**Excerpt**.
• • • • •
Source: Colliers International
The Greater Phoenix industrial market has surged during the COVID-19 pandemic, driven largely by the country’s increased use of e-commerce and elevated grocery shopping while restaurants were closed. Completion of new industrial projects in 2020 has been the strongest year in more than a decade.
Arizona’s business-minded approach led to more companies remaining open during the pandemic. The Trade, Transportation and Utility Super industries actually increased jobs year-over-year in the months of June through August. Additionally, demand for warehouse and distribution buildings surged because of online purchasing of goods and groceries.
Net absorption of industrial space exceeded 2.5MSF during third quarter. This marked the sixth consecutive quarter of net absorption exceeding 1MSF. Manufacturing and distribution space dominated the quarter, particularly in the Northwest and Southwest submarkets.
The vacancy rate during third quarter remained low at 7.9 percent, having increased 10 basis points during the quarter and 80 basis points year-over-year. This marked continuation of sub-10 percent vacancy that began in third quarter 2015. Vacancy remained low despite delivery of 3.2MSF of new space during the quarter. Vacancy is expected to stay low as new tenants are migrating here at an increased rate. Space is being absorbed at a faster pace than previous years. Currently, the top 10 largest buildings under construction have a vacancy rate of just 58 percent.
• • • • •
**Information shown**.

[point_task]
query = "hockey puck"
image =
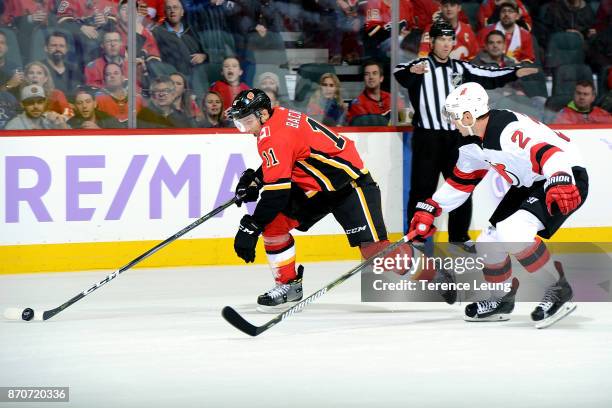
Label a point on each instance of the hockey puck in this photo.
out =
(27, 314)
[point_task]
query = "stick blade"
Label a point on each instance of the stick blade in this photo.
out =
(234, 318)
(15, 313)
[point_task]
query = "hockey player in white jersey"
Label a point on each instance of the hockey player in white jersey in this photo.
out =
(548, 182)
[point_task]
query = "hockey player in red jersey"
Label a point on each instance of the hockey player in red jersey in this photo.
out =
(548, 182)
(307, 172)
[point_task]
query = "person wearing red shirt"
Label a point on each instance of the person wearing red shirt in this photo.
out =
(307, 172)
(487, 14)
(428, 11)
(114, 99)
(519, 43)
(373, 100)
(230, 85)
(466, 44)
(581, 110)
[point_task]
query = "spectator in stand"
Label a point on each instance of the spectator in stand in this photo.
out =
(8, 108)
(581, 110)
(161, 112)
(212, 107)
(600, 51)
(377, 42)
(111, 48)
(320, 27)
(325, 104)
(372, 100)
(350, 23)
(27, 16)
(230, 85)
(153, 12)
(113, 100)
(177, 42)
(261, 24)
(11, 74)
(570, 15)
(184, 99)
(488, 14)
(494, 55)
(86, 21)
(35, 114)
(145, 42)
(466, 44)
(66, 76)
(270, 84)
(86, 114)
(38, 73)
(519, 43)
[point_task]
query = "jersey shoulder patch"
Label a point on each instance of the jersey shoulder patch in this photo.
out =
(498, 120)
• • • • •
**Activities**.
• 1. In the Phoenix industrial market report, copy the text word for word from "Arizona’s business-minded approach" up to and including "goods and groceries.".
• 2. List every amount of industrial space that the Phoenix industrial market report gives in MSF.
• 3. Continue the Phoenix industrial market report from its last sentence.

**Responses in order**.
• 1.
Arizona’s business-minded approach led to more companies remaining open during the pandemic. The Trade, Transportation and Utility Super industries actually increased jobs year-over-year in the months of June through August. Additionally, demand for warehouse and distribution buildings surged because of online purchasing of goods and groceries.

• 2. 2.5MSF, 1MSF, 3.2MSF

• 3.
Construction of new properties declined 2.4MSF from the second quarter to a total of 9.2MSF. The Phoenix industrial market delivered more product in the first three quarters of 2020 than it has in more than a decade. West Valley submarket contains more than 85 percent of the current construction activity. However, the Southeast Valley delivered its first sizable big box project this past quarter. The 486KSF speculative building has been leased to Dexcom and has set up that submarket for more big box projects in the future.
Infill development resulting from the South Mountain Freeway 202 expansion has captured a lot of attention from the Southeast Valley. This transportation connection to the historically lower-priced Southwest Valley is driving up rents along that freeway expansion.
Rental rates increased 6.6 percent year-over-year and 0.15 percent over-the-quarter to an average of $0.61/SF. Distribution buildings posted the largest gain in rental rates, increasing 11.5 percent year-over-year to $0.51/SF. The Airport Area submarket cluster led rental rate increases with year-over-year improvement of 12.3 percent. The Southwest submarket follows with an increase of 8.6 percent year-over-year. Rental rates are expected to continue rising because of strong demand for space and limitations of space availability. A high volume of product under construction will push rates up because of the expense of this new, quality space.
The USMCA officially became effective on July 1st, which will benefit manufacturing and distribution in Phoenix. This is especially true at Phoenix-Mesa Airport, which is developing the nation’s first international air cargo hub to house both Mexican and United States customs designed to streamline transportation of goods between countries.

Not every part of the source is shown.